- **Task requirements**: Print all of the records below word for word, leaving out the pictures.

- **Data for the task**:
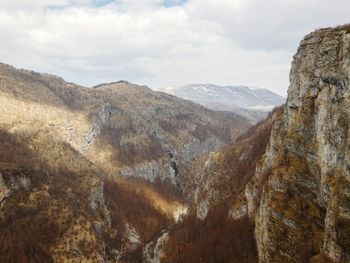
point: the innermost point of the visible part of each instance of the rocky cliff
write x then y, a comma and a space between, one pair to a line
304, 212
298, 197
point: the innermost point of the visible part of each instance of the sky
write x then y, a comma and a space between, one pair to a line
163, 43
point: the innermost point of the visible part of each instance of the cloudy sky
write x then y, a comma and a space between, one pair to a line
162, 43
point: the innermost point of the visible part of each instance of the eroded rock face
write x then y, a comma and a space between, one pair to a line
304, 211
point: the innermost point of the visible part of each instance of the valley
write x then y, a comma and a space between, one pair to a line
121, 173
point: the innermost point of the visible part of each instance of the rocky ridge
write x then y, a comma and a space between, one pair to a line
298, 197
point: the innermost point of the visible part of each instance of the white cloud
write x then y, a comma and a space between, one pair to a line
219, 41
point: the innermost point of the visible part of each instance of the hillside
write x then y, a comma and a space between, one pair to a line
96, 172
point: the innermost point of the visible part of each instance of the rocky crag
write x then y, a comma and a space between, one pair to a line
298, 196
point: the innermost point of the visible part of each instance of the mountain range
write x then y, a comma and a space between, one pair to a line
251, 103
121, 173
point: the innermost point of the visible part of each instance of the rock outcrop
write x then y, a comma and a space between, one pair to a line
304, 212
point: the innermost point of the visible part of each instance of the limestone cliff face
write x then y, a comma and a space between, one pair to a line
304, 211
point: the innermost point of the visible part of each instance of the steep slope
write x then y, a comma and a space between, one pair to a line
293, 189
304, 211
216, 231
97, 173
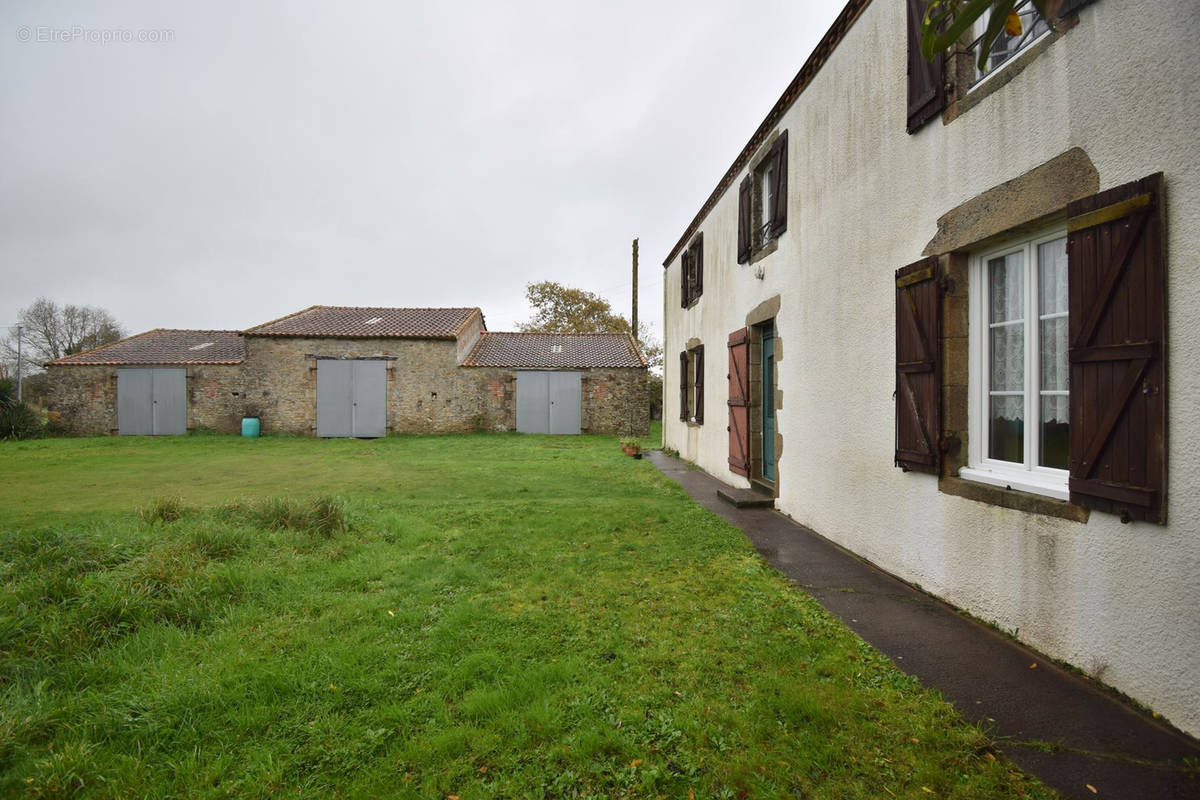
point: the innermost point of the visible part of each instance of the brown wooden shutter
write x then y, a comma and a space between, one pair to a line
918, 367
745, 209
927, 79
683, 386
1117, 304
779, 199
739, 402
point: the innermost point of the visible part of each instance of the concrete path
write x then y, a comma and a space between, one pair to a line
1053, 723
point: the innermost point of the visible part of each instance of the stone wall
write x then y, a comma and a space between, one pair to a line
427, 391
83, 398
615, 402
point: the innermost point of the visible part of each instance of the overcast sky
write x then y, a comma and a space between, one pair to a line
261, 157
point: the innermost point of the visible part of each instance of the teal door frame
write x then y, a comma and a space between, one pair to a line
768, 402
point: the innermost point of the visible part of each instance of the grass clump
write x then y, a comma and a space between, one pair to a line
324, 516
165, 510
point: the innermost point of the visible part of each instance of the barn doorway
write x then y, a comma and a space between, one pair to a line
151, 402
549, 402
352, 398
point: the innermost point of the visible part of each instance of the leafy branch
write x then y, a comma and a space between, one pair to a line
946, 20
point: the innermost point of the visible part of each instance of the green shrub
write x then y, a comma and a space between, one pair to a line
17, 419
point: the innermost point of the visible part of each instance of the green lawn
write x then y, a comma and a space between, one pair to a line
503, 617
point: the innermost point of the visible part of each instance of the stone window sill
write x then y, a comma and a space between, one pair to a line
1012, 499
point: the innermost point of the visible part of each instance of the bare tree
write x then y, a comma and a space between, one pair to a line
52, 331
562, 310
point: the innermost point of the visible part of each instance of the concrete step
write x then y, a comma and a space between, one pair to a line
753, 498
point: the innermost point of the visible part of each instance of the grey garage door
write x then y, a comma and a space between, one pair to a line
549, 402
352, 398
151, 402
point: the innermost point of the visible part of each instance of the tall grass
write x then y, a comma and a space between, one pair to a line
568, 625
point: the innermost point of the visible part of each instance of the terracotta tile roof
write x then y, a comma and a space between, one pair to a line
163, 346
353, 322
821, 53
549, 350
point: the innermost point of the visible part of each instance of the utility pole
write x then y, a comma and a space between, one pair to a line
19, 330
634, 318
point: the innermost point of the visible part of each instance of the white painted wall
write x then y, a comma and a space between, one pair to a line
864, 198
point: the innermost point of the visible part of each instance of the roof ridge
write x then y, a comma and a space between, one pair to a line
561, 334
101, 347
280, 319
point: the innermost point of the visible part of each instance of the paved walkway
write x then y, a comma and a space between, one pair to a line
1053, 723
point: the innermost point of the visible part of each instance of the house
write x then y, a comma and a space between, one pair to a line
336, 371
931, 311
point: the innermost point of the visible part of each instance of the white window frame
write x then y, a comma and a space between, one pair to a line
1030, 16
1029, 476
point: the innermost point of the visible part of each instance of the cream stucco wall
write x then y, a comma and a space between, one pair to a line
863, 200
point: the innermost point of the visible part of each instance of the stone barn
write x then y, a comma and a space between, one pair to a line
161, 382
337, 371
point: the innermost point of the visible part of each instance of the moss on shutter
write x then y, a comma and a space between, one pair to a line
927, 79
1117, 304
918, 391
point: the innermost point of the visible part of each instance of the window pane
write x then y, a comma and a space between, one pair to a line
1008, 358
1053, 276
1053, 348
1055, 431
767, 185
1006, 287
1007, 440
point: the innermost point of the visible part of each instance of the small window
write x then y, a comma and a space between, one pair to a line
691, 385
1019, 410
762, 203
1032, 28
693, 272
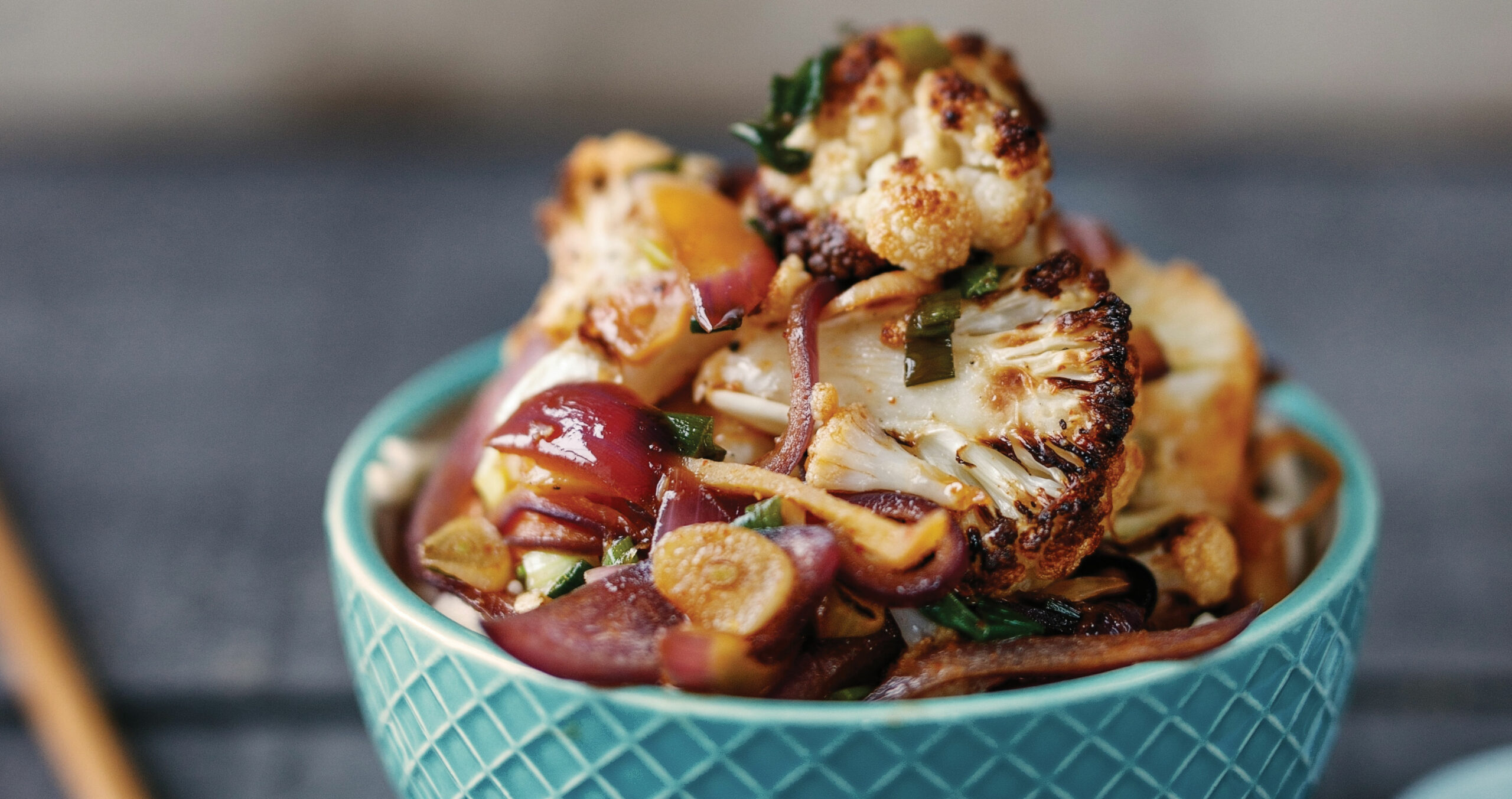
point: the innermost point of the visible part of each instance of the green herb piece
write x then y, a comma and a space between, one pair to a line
762, 516
935, 316
1063, 608
954, 614
927, 360
620, 552
552, 575
670, 165
793, 97
918, 49
988, 619
573, 579
979, 278
927, 353
853, 694
695, 435
734, 324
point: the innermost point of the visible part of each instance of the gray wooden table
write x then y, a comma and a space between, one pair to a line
185, 340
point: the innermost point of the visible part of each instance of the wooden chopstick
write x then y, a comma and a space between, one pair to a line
52, 688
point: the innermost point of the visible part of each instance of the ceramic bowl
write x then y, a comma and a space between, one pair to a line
452, 715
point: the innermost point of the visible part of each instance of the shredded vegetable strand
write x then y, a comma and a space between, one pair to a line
887, 541
803, 354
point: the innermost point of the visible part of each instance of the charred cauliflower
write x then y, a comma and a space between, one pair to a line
906, 152
1030, 429
1195, 413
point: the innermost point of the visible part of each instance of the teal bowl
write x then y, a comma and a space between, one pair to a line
452, 715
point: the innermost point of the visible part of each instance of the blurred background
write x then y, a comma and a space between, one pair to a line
227, 229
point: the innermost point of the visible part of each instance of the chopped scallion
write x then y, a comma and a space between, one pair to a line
695, 327
988, 619
980, 278
762, 516
622, 550
569, 581
695, 435
554, 575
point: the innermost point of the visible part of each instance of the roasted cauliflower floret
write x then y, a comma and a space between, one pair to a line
598, 230
853, 454
918, 153
1194, 416
614, 278
1197, 558
1035, 416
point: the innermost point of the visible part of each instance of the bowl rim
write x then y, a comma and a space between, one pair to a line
354, 552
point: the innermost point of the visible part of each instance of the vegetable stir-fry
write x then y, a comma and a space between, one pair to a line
873, 423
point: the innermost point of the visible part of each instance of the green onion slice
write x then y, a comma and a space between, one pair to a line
980, 277
762, 516
988, 619
622, 550
571, 581
695, 435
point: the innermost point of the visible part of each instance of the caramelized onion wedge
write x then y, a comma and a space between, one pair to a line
936, 576
729, 266
448, 491
726, 579
967, 668
595, 432
826, 667
885, 541
595, 521
684, 500
713, 662
803, 357
602, 633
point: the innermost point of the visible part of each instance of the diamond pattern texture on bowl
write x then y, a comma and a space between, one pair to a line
449, 724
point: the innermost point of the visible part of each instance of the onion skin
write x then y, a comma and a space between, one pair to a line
595, 432
829, 665
816, 556
803, 356
684, 500
968, 668
604, 633
903, 588
1142, 583
595, 521
713, 662
728, 265
448, 491
531, 531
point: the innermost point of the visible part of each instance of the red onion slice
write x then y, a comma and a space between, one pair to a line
602, 633
930, 581
835, 664
685, 500
803, 356
967, 668
711, 662
595, 521
448, 491
728, 265
595, 434
816, 556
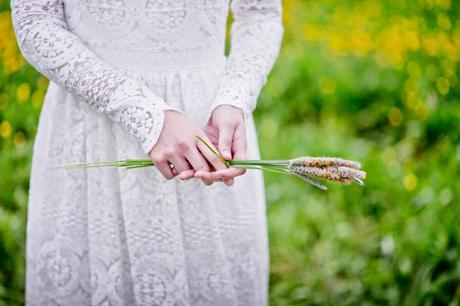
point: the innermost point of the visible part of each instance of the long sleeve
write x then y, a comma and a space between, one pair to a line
47, 44
256, 37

- **Solved problem**:
point: the innermost point of the visible part of each instance of the rocky cliff
write x then y, a comma and a space between, one pair to a line
304, 212
298, 197
point: the innermost point of the visible part of each instance of the sky
write x then y, a comma and a space between, one pair to a line
163, 43
point: the innermost point of the visible part of each instance of the cloudy sky
write x then y, a comma and a space between, one pair to a line
162, 43
point: the innermost point of the visible part of each instance of the eroded rock face
write x then y, a comma and a space between, one pair to a line
304, 211
point: the innermost point of the visible part of each instance of the valley
write x then y, a comma and a space between, one pair to a line
121, 173
point: the innermost point of the visible part of each instance of the rocky ridge
write x then y, a comma and a space between, one pair to a line
298, 197
point: the innermost point of the visible part of each instance of the white cloud
write x then y, a comma and a space between, one pair to a line
219, 41
point: the innermost point of the visible part of each instance of the hillside
write x then y, a comma and a space between, one pair to a line
96, 172
point: the innermost point of the visible part of each instance of the rocky crag
write x then y, a comma and a space between, one pair to a line
298, 196
point: the innermost point of the visible part of each instance of the mountain range
write x then y, a comma and a space between, one pair to a line
251, 103
121, 173
point: the innermost point of the visible part of each instance of the rock outcrop
write x then y, a comma and a space between, one pair to a line
304, 212
point: the innermost point of the visible part of each instance of the limestone cliff face
write x then y, a comma and a space between, one pair to a line
304, 211
point: the innermost point of the visible part of each instance of the steep slope
write x then y, a comma and a space between, one pair to a line
293, 189
304, 211
216, 231
97, 173
point: the innermost point of the visible part of each instance of the brown wooden shutter
write x then y, a comma and a space between, one pair to a line
918, 367
745, 209
927, 79
683, 386
1117, 304
779, 199
739, 402
point: the innermost point of the visible part of each instance of the concrete path
write x then y, a comma and a space between, one pair to a line
1053, 723
point: the innermost point of the visible part of each instance of the stone wall
write x then y, a comma and a space between, one pair to a line
427, 391
83, 398
615, 402
point: the innermost point of the visible part of each instance of the overcast sky
write x then y, a comma and a space between, one pair to a line
261, 157
point: the innermost point of the visible part of each instance of the teal door frame
write x then y, a comma and a space between, one pair to a line
768, 402
point: the innermost point of the visible part of each instance of the grass clump
write x then y, a comma and a space between, one pair to a line
324, 516
165, 510
point: the innermost point of the visible part of each instance of the barn doorway
write x then y, a comma and a space between, one pair to a line
151, 402
549, 402
352, 398
point: the innermost point of the visible part of each instance of the leafy branch
write x then y, a comma and a space between, one pair to a line
946, 20
point: the innermost point of the visible part of each instance of the green shrub
write x then y, a comma and a space between, one pair to a line
17, 419
point: the innermost point of the visible part of each instance of the green lawn
write x then y, a comma and a space between, one pair to a line
503, 617
point: the innermost point of the visible part of each instance of the stone window sill
write x then y, a comma and a space between, one pair to a line
1012, 499
point: the innermost point of the visible part of each instance of the bare tree
write x then y, a comma and a space between, one pair to a line
52, 331
562, 310
point: the innermost point of the visible part of each instance of the concrete step
write x then y, a comma and a space between, one pair to a line
753, 498
point: the innermost point of the visible part of each instance of the grey garage door
write x then y, a comma and a space between, one pair to a line
549, 402
352, 398
151, 402
point: the innermost point of the visible part of each instance of the tall grass
write x then y, a comma and a space between, one pair to a line
568, 625
point: the innermost point of the visible part of each instance of the terracotta tile roof
write x then y, a comma and a space between, one pair to a line
163, 346
353, 322
821, 53
549, 350
point: the innermost point of the visible part of each instance of the utility pole
write x then y, a comma and a space between, one pair to a line
19, 330
634, 318
point: the innermost point of the visible part of each instance of the white painted wall
write x then y, a comma and a space between, one pair to a line
864, 198
point: the innermost point of the visible part of each instance of the roof ridge
write x then y, a comma and a space between, one pair to a line
561, 334
101, 347
280, 319
point: the innermost point of the visible part of each instance of the paved walkway
write x then y, a comma and a space between, one pair to a line
1053, 723
point: the innermost point of the visible part of each instance of the house
write x then y, a comma and a space between, one pair to a line
336, 371
931, 311
point: the innermost point of the visible part of each instance of the white window frame
write x then y, a comma and a space between, one pair to a line
1030, 16
1029, 476
point: the innermost point of the visible part of each instance of the cream stucco wall
write x then y, a comma and a space between, one pair to a line
863, 200
point: the innermost point of the visible part of each instance of the stone barn
write x then y, a comma and a space between, one pair to a line
161, 382
337, 371
point: the innermost point of the visible part of each instance of the moss on shutter
write x then y, a comma and a space between, one pair to a line
927, 79
1117, 304
918, 391
point: the innermost point of the visible part of each instance of the window pane
write x then y, a comma and a space between, one pair to a line
1008, 358
1053, 276
1053, 348
1055, 431
767, 185
1006, 287
1007, 440
point: the innermost point of the visible part of each instance of the small window
write x then y, a comma and a space between, one pair to a line
691, 385
1019, 410
762, 203
1032, 28
693, 272
point: the innermost point of the visible part of each instance of the green herb piece
write x then y, a comma and a space between, one pair to a line
762, 516
935, 316
1063, 608
954, 614
927, 360
620, 552
552, 575
670, 165
793, 97
918, 49
988, 619
573, 579
979, 278
927, 353
853, 694
695, 435
734, 324
point: the innermost point of the visible part of each instance of the gray wooden table
write x then y, a comma and a space between, one pair to a line
185, 340
point: the innermost point of the visible part of each instance of the wooden chopstick
write x then y, a comma and a space between, one pair to a line
52, 688
point: the innermost point of the visible part of each instance of the ceramic bowl
write x then y, a comma and a space between, one pair to a line
452, 715
point: the innermost point of the visible part of each instance of the shredded vegetable strand
write x then y, a comma and a space between, one pair to a line
887, 541
803, 354
point: the innermost point of the visible part of each instance of the charred cauliflower
write x then y, a comma and a space between, one pair to a line
906, 152
1030, 429
1195, 413
point: the innermost point of the visible part of each instance of the teal bowl
write x then y, a comma and a space between, one pair to a line
452, 715
point: the innermost point of the visible part of each instance of the blurred background
write x then y, a comma and a space between, one pair to a line
227, 229
point: the innermost point of the visible part of each instance of the chopped scallion
write x then y, a comma and a space between, one pair to a line
695, 327
988, 619
980, 278
762, 516
622, 550
569, 581
695, 435
554, 575
point: the innermost point of the visible part of each instance of the roasted cauliflower floret
write x then y, a comma and a space between, one pair to a line
598, 230
853, 454
918, 153
1194, 416
614, 278
1197, 558
1035, 416
point: the innermost point of the visible part of each instance of the bowl rim
write x then y, a comma and a space between, one pair to a line
354, 552
point: the innermost point of the visible part of each instance of the vegetable stir-fry
write x then y, a comma and a space between, one pair to a line
873, 423
point: the innermost point of the visible part of each instance of the green onion slice
write x then y, a comma and a space between, one pair to a line
980, 277
762, 516
988, 619
622, 550
571, 581
695, 435
point: the innermost point of the visible part of each instance of the caramelized onion wedge
write x then y, a comma and a space between, one pair to a line
936, 576
729, 266
448, 491
726, 579
967, 668
595, 432
826, 667
885, 541
595, 521
684, 500
713, 662
803, 357
602, 633
point: the innermost point of the visible part of each instance of the diamond pattern texture on bowl
write x then y, a comma and a space between, one pair to a line
449, 724
point: the innermost point of the visible part of each instance of the onion skin
write x then y, a comma and a space between, one pair to a line
595, 432
829, 665
816, 556
803, 356
684, 500
968, 668
604, 633
903, 588
1142, 583
595, 521
713, 662
728, 265
448, 491
531, 531
point: the innermost point of the visible part of each instance of the red onion slice
write x then y, a comma and a space between, one pair to a line
602, 633
930, 581
835, 664
685, 500
803, 356
967, 668
711, 662
595, 521
448, 491
728, 265
595, 434
816, 556
point: the innermost point of the visible part of each instance of the long sleeve
write x then y, a comma and a space between, one pair to a line
47, 44
256, 37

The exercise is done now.